TO DO => Please rewrite the records from their start through the line that contains "<point>128,176</point>", changing "sepia photograph" to "brown-toned photograph" and keeping everything else the same. Leave out the pictures.

DATA FOR THIS EXERCISE =>

================

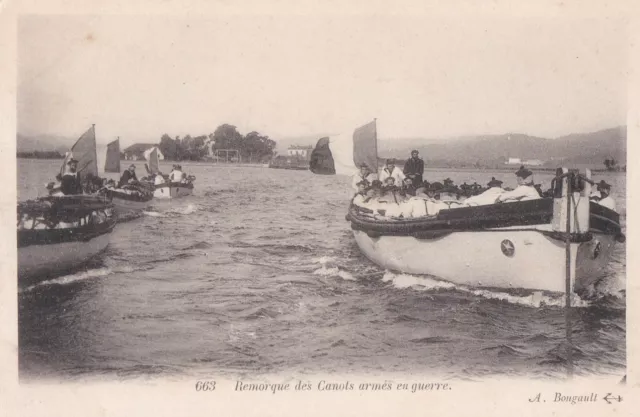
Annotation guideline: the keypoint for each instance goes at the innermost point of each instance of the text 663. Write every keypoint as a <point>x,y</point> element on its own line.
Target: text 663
<point>206,386</point>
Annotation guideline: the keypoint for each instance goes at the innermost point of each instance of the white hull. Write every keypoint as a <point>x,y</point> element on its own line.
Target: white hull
<point>127,206</point>
<point>173,191</point>
<point>36,262</point>
<point>477,259</point>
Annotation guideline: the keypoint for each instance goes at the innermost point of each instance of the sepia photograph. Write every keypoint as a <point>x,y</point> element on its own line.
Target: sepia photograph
<point>380,195</point>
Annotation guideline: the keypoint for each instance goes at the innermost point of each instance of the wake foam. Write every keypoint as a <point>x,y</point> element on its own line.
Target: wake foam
<point>536,300</point>
<point>329,271</point>
<point>68,279</point>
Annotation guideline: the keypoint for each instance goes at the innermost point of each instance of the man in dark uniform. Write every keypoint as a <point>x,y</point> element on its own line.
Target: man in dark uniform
<point>414,168</point>
<point>70,181</point>
<point>128,176</point>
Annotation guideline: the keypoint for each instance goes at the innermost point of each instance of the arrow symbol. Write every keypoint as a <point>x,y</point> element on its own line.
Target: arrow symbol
<point>609,397</point>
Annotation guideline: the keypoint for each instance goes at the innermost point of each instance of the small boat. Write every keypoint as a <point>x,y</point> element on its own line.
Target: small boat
<point>537,244</point>
<point>128,199</point>
<point>173,190</point>
<point>57,234</point>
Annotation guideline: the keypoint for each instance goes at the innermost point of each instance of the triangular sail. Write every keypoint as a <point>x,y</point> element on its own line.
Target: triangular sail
<point>365,146</point>
<point>342,154</point>
<point>84,151</point>
<point>112,164</point>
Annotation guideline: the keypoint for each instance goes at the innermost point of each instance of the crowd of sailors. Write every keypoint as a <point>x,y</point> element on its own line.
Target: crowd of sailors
<point>403,193</point>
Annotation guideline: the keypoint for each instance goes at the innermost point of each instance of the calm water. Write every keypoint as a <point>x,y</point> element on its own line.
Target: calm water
<point>258,272</point>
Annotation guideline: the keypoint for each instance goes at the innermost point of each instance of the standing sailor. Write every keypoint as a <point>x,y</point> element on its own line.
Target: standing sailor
<point>364,174</point>
<point>391,170</point>
<point>525,189</point>
<point>414,168</point>
<point>605,198</point>
<point>70,181</point>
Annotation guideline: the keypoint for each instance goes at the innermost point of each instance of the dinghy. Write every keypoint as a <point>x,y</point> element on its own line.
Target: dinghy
<point>57,234</point>
<point>163,187</point>
<point>128,199</point>
<point>536,244</point>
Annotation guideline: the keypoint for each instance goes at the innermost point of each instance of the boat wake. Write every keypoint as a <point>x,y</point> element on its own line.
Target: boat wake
<point>68,279</point>
<point>328,271</point>
<point>536,299</point>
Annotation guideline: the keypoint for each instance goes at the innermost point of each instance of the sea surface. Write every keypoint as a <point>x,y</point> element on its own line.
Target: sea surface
<point>258,273</point>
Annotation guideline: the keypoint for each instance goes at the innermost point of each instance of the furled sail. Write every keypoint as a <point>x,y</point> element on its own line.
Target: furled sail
<point>342,154</point>
<point>112,164</point>
<point>154,163</point>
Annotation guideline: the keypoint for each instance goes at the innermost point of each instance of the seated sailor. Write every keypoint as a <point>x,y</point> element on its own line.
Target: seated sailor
<point>603,196</point>
<point>176,174</point>
<point>487,197</point>
<point>158,178</point>
<point>524,191</point>
<point>361,195</point>
<point>128,177</point>
<point>364,174</point>
<point>70,181</point>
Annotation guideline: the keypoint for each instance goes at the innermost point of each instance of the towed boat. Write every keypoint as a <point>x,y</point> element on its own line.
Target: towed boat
<point>57,234</point>
<point>563,242</point>
<point>173,189</point>
<point>130,198</point>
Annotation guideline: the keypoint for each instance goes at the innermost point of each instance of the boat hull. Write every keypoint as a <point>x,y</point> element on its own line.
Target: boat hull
<point>479,258</point>
<point>39,262</point>
<point>173,190</point>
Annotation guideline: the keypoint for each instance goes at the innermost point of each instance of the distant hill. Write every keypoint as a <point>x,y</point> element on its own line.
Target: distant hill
<point>43,143</point>
<point>493,150</point>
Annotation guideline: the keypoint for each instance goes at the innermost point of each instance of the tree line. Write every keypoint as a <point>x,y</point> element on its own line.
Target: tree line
<point>252,147</point>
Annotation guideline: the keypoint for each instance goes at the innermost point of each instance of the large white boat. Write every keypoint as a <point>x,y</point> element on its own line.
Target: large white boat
<point>537,244</point>
<point>57,234</point>
<point>507,245</point>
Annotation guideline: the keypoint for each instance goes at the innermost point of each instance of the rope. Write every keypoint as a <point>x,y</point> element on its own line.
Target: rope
<point>568,288</point>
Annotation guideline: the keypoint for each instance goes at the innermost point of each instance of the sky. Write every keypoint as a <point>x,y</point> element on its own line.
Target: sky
<point>138,77</point>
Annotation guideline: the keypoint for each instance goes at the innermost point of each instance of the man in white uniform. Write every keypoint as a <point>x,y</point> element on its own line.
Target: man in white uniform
<point>391,170</point>
<point>605,198</point>
<point>487,197</point>
<point>364,174</point>
<point>524,191</point>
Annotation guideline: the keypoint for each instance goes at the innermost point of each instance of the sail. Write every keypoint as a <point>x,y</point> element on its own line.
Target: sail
<point>112,164</point>
<point>365,146</point>
<point>342,154</point>
<point>154,163</point>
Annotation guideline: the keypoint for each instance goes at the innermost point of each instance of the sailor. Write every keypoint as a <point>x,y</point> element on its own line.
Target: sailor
<point>524,191</point>
<point>408,188</point>
<point>364,174</point>
<point>414,167</point>
<point>176,174</point>
<point>487,197</point>
<point>70,181</point>
<point>391,170</point>
<point>359,198</point>
<point>605,198</point>
<point>128,177</point>
<point>158,179</point>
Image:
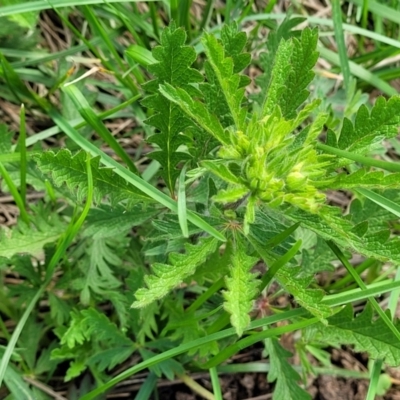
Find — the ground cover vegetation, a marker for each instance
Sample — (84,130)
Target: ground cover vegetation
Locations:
(192,179)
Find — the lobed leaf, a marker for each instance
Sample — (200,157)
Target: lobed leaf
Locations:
(166,277)
(69,169)
(369,127)
(172,67)
(242,287)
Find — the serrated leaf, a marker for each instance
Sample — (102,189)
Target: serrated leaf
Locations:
(242,287)
(31,238)
(233,43)
(362,331)
(65,168)
(166,277)
(284,31)
(283,373)
(375,244)
(291,74)
(228,80)
(369,127)
(172,67)
(195,110)
(97,267)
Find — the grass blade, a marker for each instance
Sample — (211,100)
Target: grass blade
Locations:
(60,251)
(373,384)
(361,284)
(215,384)
(371,162)
(182,214)
(186,347)
(23,159)
(47,5)
(382,201)
(339,35)
(95,122)
(141,184)
(14,192)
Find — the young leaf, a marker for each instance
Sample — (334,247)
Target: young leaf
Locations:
(284,31)
(310,299)
(108,222)
(172,67)
(375,244)
(97,267)
(166,277)
(224,91)
(242,287)
(291,74)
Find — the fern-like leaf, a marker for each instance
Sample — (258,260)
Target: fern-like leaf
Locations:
(242,287)
(283,373)
(173,67)
(363,332)
(67,169)
(166,277)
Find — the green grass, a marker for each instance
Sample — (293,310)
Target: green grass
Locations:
(135,164)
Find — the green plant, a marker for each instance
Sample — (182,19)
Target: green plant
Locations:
(247,178)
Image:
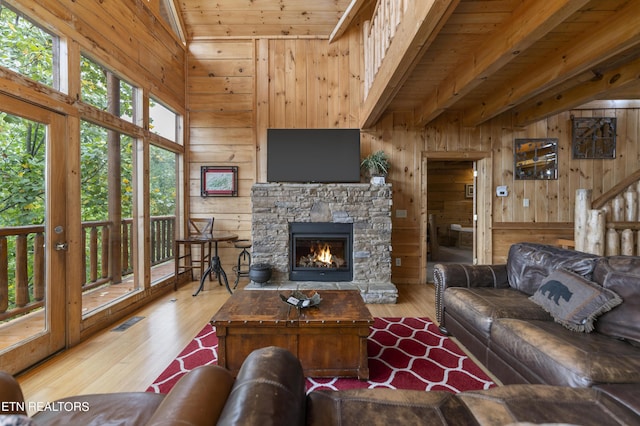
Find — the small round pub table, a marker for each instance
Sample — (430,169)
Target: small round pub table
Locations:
(215,266)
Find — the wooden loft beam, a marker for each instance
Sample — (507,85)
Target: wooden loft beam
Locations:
(620,33)
(346,19)
(595,88)
(415,33)
(530,22)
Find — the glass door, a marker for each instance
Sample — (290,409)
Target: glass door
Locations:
(33,233)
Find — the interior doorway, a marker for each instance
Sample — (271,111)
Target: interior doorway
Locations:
(454,229)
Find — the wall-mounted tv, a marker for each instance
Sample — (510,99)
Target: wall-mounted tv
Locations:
(313,155)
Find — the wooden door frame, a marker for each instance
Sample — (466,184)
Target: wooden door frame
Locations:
(53,337)
(483,200)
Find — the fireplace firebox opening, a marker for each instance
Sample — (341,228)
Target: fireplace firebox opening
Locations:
(321,251)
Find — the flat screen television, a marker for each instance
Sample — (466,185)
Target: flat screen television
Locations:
(313,155)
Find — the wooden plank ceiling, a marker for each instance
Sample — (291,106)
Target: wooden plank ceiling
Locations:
(532,58)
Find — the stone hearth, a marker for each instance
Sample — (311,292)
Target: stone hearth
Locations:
(366,206)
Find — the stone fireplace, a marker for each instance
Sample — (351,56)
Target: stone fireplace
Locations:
(320,251)
(354,217)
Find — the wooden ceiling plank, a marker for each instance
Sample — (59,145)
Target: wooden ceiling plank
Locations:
(530,22)
(415,33)
(603,42)
(347,17)
(624,76)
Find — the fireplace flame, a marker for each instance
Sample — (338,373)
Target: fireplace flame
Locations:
(324,254)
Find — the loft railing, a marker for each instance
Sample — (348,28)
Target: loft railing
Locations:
(378,33)
(24,270)
(610,225)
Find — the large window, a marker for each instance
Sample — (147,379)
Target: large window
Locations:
(105,91)
(26,48)
(162,121)
(162,207)
(107,199)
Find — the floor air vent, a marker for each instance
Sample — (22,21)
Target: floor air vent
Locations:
(128,323)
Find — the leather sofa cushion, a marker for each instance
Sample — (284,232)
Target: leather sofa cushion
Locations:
(530,263)
(621,274)
(627,394)
(385,407)
(542,404)
(123,409)
(563,357)
(269,390)
(481,306)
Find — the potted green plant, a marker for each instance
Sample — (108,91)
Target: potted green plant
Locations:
(376,165)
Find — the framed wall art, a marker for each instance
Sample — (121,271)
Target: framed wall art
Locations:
(593,137)
(219,181)
(536,159)
(468,190)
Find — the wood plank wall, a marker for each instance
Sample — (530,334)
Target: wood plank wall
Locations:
(221,114)
(306,82)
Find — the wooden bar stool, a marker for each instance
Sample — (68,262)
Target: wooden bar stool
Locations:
(244,260)
(199,235)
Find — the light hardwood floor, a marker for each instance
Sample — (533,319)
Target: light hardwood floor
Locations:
(115,361)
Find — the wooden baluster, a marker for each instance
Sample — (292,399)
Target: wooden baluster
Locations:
(84,256)
(626,243)
(106,236)
(583,204)
(4,275)
(595,233)
(617,209)
(22,277)
(125,246)
(38,266)
(613,243)
(93,254)
(631,205)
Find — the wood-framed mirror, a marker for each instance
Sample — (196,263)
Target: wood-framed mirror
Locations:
(536,158)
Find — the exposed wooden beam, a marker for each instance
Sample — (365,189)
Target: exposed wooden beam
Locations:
(346,19)
(530,22)
(415,33)
(627,75)
(621,33)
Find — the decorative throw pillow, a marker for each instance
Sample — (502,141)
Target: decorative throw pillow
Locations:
(574,301)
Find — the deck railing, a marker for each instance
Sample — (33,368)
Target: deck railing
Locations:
(610,225)
(24,271)
(378,33)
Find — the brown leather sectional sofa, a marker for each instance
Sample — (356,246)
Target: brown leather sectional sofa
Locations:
(270,390)
(487,308)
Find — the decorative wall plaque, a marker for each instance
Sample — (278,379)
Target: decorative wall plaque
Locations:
(593,137)
(536,158)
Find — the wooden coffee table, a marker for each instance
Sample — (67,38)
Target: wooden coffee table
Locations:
(330,339)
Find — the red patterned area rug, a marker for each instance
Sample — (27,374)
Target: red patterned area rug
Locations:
(404,353)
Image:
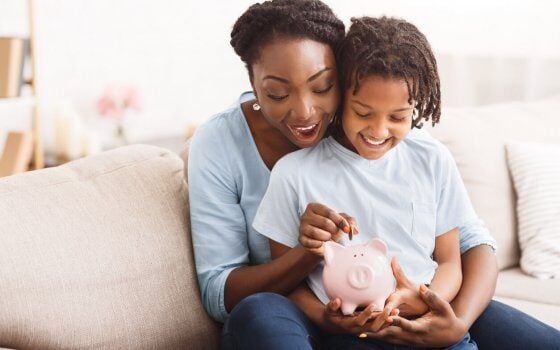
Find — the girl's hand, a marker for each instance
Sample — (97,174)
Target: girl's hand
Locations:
(407,296)
(337,323)
(360,323)
(439,327)
(320,224)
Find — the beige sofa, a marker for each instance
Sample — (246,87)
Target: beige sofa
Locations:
(97,254)
(476,137)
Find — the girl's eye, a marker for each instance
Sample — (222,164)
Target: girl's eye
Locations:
(322,91)
(277,98)
(362,115)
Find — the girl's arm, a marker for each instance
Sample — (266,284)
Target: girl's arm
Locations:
(447,279)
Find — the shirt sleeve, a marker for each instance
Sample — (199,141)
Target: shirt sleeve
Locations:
(455,208)
(278,216)
(218,227)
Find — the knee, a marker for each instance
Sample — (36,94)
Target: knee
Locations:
(258,305)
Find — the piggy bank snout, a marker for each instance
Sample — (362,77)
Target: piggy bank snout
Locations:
(360,276)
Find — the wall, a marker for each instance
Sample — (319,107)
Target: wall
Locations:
(178,53)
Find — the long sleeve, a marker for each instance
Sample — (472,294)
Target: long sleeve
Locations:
(219,230)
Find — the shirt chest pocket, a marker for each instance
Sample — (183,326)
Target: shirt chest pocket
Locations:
(424,223)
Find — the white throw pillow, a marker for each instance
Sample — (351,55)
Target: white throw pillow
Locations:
(535,169)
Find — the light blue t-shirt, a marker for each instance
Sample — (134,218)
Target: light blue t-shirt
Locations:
(227,180)
(407,198)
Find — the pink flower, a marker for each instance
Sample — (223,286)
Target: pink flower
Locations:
(116,99)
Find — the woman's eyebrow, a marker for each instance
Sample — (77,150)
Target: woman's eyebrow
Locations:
(286,81)
(273,77)
(316,75)
(362,104)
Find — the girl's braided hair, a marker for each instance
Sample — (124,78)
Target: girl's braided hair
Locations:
(391,48)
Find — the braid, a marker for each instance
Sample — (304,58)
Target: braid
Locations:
(391,48)
(264,22)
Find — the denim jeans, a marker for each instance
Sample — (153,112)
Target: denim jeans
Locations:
(271,321)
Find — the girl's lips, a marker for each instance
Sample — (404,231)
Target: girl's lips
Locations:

================

REPLY =>
Annotation guideline: the keypoint for each instance goes at the innermost point of each instance of the text 663. Write every keypoint as a <point>x,y</point> element on its own line.
Target: text 663
<point>206,386</point>
Annotation guideline: the keypoint for each instance goes at the innermost point of each instance of the white hull. Write every keypoint as a <point>x,y</point> element on its own line.
Target: white hull
<point>127,206</point>
<point>173,191</point>
<point>36,262</point>
<point>477,259</point>
Annotation guideline: the keypoint for each instance goes at the innermost point of each instance of the brown-toned photograph. Write every keypoint as a <point>x,y</point> element on its own line.
Target: brown-toned photograph
<point>380,195</point>
Annotation guideline: the keypoint for each instance goes at the innermost point of each instance of the wake foam. Write every keypoint as a <point>x,y</point> element on its own line.
Target: wake foam
<point>536,300</point>
<point>329,271</point>
<point>68,279</point>
Annotation guideline: the keypoint for each instance goes at the innermost point of each instance of the man in dark uniform. Write every keypoint as a <point>x,y</point> element on its own line.
Target: man in dark uniform
<point>414,168</point>
<point>70,181</point>
<point>128,176</point>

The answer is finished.